EXERCISE 1:
Can you reproduce the passage about actors and writers below, word for word?

There's an old actor joke where the director tells one actor that the scene is all about him and then the director tells the other actor the same thing.  The joke infers that they will go at each other, in words and action, to overpower the other. I've seen it with actors and with comedians and it isn't pretty.

But one thing is missing in the demands.

What about the writers?

This may come as a surprise to some of you but actors don't make up their lines. After 40 years in the business, I still get asked this when I tell them I'm a writer. Their answer is always "I thought they make up the lines".

There's a great quote from Norman Jewison, who directed Cher in Moonstruck where she won an Oscar. She thanked her hairdresser.

Jewison was known to have said: "Well at least she didn't do it all by herself".

So how much does the actor bring to the table. To their credit they must figure out what or who they are on screen and it's not easy. I've been to some actor schools and watched and would never be able to reveal myself the way actors have to. I do appreciate the abilities and craft and when it works, it works great.

DATASET EXCERPTS:
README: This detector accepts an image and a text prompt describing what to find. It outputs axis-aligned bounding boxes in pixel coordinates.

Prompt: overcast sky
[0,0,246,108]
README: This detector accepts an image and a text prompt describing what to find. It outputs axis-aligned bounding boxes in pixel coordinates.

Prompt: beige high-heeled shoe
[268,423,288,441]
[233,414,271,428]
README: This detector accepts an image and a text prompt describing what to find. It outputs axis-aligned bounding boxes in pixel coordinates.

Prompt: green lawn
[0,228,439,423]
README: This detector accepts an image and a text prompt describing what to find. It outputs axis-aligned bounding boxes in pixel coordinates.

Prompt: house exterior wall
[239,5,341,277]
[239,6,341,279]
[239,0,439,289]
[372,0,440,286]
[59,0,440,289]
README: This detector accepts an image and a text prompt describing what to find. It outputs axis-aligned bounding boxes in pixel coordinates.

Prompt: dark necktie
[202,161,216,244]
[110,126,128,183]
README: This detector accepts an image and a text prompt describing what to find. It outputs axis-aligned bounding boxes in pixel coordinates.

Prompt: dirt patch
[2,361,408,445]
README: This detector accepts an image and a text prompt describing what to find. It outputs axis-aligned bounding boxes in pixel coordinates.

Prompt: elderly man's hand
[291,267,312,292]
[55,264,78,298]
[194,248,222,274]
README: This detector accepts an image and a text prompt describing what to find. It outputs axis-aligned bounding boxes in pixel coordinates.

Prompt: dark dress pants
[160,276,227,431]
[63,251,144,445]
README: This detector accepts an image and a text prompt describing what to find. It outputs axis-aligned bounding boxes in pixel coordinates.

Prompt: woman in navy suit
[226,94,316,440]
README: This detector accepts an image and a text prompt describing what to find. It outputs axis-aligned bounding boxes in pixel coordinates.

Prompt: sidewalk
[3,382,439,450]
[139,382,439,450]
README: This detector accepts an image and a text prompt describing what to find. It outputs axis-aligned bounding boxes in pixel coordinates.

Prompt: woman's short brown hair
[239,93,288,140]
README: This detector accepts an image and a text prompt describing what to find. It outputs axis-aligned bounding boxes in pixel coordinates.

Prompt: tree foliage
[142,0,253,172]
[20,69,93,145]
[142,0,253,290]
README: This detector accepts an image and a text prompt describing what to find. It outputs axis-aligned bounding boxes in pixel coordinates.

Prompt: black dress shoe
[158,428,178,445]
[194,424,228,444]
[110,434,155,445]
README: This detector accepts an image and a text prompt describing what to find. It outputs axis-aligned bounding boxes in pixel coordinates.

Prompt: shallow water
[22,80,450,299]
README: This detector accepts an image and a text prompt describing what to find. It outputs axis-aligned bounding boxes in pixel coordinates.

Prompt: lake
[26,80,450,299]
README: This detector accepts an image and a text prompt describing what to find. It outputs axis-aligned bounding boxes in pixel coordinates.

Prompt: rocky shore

EXERCISE 2:
Which lines of the entries contain the word "dark"? Return each such line in full, treating capital and lowercase letters as different.

TASK RESULT 1:
There's an old actor joke where the director tells one actor that the scene is all about him and then the director tells the other actor the same thing.  The joke infers that they will go at each other, in words and action, to overpower the other. I've seen it with actors and with comedians and it isn't pretty.

But one thing is missing in the demands.

What about the writers?

This may come as a surprise to some of you but actors don't make up their lines. After 40 years in the business, I still get asked this when I tell them I'm a writer. Their answer is always "I thought they make up the lines".

There's a great quote from Norman Jewison, who directed Cher in Moonstruck where she won an Oscar. She thanked her hairdresser.

Jewison was known to have said: "Well at least she didn't do it all by herself".

So how much does the actor bring to the table. To their credit they must figure out what or who they are on screen and it's not easy. I've been to some actor schools and watched and would never be able to reveal myself the way actors have to. I do appreciate the abilities and craft and when it works, it works great.

TASK RESULT 2:
Prompt: dark necktie
Prompt: dark dress pants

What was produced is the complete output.